=== Dataset records ===
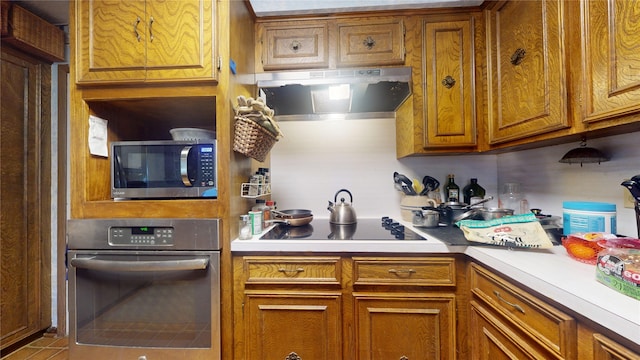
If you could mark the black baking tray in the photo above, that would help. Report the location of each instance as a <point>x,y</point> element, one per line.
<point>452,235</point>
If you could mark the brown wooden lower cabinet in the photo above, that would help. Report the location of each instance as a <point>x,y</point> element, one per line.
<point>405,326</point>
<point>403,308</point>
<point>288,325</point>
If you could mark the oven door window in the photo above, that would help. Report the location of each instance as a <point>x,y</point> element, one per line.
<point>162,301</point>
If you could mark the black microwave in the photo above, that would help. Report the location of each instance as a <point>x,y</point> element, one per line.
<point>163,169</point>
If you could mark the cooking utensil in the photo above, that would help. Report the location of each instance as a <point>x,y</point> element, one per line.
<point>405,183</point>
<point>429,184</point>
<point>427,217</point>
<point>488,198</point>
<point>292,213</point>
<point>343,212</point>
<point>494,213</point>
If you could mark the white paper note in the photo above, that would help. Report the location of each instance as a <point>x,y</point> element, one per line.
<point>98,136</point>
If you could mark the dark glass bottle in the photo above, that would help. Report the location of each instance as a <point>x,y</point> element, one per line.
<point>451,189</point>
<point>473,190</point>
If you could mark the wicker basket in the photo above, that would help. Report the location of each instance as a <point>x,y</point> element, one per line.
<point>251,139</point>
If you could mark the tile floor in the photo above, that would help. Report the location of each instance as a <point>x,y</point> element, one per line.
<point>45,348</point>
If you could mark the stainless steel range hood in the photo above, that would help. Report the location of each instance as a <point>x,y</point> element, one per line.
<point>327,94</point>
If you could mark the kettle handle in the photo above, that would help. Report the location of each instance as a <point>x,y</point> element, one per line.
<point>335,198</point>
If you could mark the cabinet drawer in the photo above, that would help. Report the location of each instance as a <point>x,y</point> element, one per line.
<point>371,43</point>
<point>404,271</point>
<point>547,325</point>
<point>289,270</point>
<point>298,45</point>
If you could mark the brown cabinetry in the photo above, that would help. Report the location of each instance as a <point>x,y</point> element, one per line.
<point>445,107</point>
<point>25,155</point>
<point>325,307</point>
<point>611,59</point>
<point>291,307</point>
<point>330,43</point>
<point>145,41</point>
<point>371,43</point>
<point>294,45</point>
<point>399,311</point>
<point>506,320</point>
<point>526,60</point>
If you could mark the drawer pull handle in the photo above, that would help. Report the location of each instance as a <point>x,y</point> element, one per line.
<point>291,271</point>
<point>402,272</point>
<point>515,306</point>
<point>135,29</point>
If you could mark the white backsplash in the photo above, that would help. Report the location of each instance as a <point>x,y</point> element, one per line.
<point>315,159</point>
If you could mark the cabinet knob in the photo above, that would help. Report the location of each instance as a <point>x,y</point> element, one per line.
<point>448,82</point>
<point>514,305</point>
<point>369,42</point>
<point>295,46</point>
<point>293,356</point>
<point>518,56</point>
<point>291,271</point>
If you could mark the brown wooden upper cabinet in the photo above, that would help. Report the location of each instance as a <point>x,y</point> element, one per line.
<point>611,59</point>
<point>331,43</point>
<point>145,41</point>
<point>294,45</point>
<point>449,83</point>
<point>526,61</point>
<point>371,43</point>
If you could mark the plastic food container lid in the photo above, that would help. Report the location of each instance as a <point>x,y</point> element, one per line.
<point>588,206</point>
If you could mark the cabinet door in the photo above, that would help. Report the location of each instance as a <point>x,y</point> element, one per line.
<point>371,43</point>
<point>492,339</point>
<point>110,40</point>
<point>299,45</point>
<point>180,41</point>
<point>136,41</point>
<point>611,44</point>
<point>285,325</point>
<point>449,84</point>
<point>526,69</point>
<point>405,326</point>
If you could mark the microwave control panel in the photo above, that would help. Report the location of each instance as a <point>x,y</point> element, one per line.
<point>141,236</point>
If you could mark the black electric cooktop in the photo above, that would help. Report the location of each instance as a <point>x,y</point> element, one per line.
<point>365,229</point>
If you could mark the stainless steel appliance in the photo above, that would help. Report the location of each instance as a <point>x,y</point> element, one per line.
===
Please write out every entry exactly, but skip the pictures.

Answer for this exercise |
If you could mark the black baking tray in the photo above, that would help. Report the location of each instance as a <point>x,y</point> element, one per line.
<point>452,235</point>
If you could mark the brown wooden lower cabinet in the photo above, that would help. Report the location of each instance as a <point>x,y</point> element, one per line.
<point>405,326</point>
<point>403,308</point>
<point>288,325</point>
If you could mark the oven door window in the photo above, that would help. Report the location of each instance as a <point>x,y</point> element, one per line.
<point>162,301</point>
If you could mark the black microwave in the photo above, that would help. Report the location of each instance as a <point>x,y</point> element, one per line.
<point>163,169</point>
If you could mark the cooking utensil in the photo above, that would help. Report the location of each instance as a <point>x,y</point> element, one per line.
<point>405,183</point>
<point>429,184</point>
<point>427,217</point>
<point>488,198</point>
<point>292,213</point>
<point>343,212</point>
<point>494,213</point>
If you could mark the white paper note in the photo above, that would help. Report the location of each instance as a <point>x,y</point> element, one per line.
<point>98,136</point>
If you could mark the dark glass bottle in the photo above, that would help. Report the location of each instance as a <point>x,y</point> element, one per line.
<point>451,189</point>
<point>473,190</point>
If you could mark the wicker basket in the photo above, that would help. Report the location of each instance as a <point>x,y</point> element, one per line.
<point>251,139</point>
If you could mark the tile floor in the photo above, that would help. Report the location of each instance as a <point>x,y</point> element, one per line.
<point>45,348</point>
If you could mark the stainless steel range hood in the photo above, that would help. Report the location of each instance as a <point>x,y</point> element, one per line.
<point>327,94</point>
If you could mark the kettle handle in the photo above, that would help. Report the location of each instance as a <point>x,y</point> element, one per line.
<point>335,198</point>
If you could mark the cabinet drawer in the photo above, that would help. Report the location of each instance as a <point>x,y</point> element, one per line.
<point>371,43</point>
<point>404,271</point>
<point>547,325</point>
<point>289,270</point>
<point>298,45</point>
If you could mark the brown cabinetry in the photo above, that would help. Report the location of each instance as a <point>x,y</point> element, one per line.
<point>445,107</point>
<point>25,155</point>
<point>325,307</point>
<point>611,59</point>
<point>291,307</point>
<point>330,43</point>
<point>145,41</point>
<point>371,43</point>
<point>294,45</point>
<point>399,311</point>
<point>506,320</point>
<point>526,60</point>
If you could mark the drawer pull handle in the photo above, that would help. Report the location of each instance as a <point>x,y</point> element, one per line.
<point>291,271</point>
<point>402,272</point>
<point>515,306</point>
<point>135,29</point>
If you could mark the white backsplash in the photo above, that would help. Report the location of each instance as a <point>x,y</point> element, one per line.
<point>315,159</point>
If you could mark the cabinet knob in the photo above, that would help. Report the location of each instance as a <point>x,y</point> element, one per line.
<point>448,82</point>
<point>514,305</point>
<point>369,42</point>
<point>295,46</point>
<point>293,356</point>
<point>518,56</point>
<point>291,271</point>
If you could mark the brown wooden upper cabinet in the photo above, that would help. Report the location of each instance as a <point>x,y</point> element, one per line.
<point>611,59</point>
<point>331,43</point>
<point>145,41</point>
<point>294,45</point>
<point>449,83</point>
<point>526,61</point>
<point>371,43</point>
If you could mark the plastic food container lid in the photo above, that would help. Report the location of each instance as a <point>x,y</point> element, one per line.
<point>588,206</point>
If you could mark the cabinet door in the photo above, that would help. Report the location of each instance as a <point>x,y</point> element, one per line.
<point>371,43</point>
<point>492,339</point>
<point>110,40</point>
<point>299,45</point>
<point>180,41</point>
<point>136,41</point>
<point>611,44</point>
<point>285,325</point>
<point>449,84</point>
<point>526,69</point>
<point>405,326</point>
If you could mark the microwave control panel in the photo above, that would help. Report the location of each instance as a <point>x,y</point> element, one per line.
<point>141,236</point>
If you could mark the black electric cooktop in the photo above, that would help. Report the location of each instance as a <point>x,y</point> element, one per line.
<point>365,229</point>
If you could mark the stainless steel appliance in the photo above, that would help. Report the location of each instance as a <point>x,y</point> element, one per line.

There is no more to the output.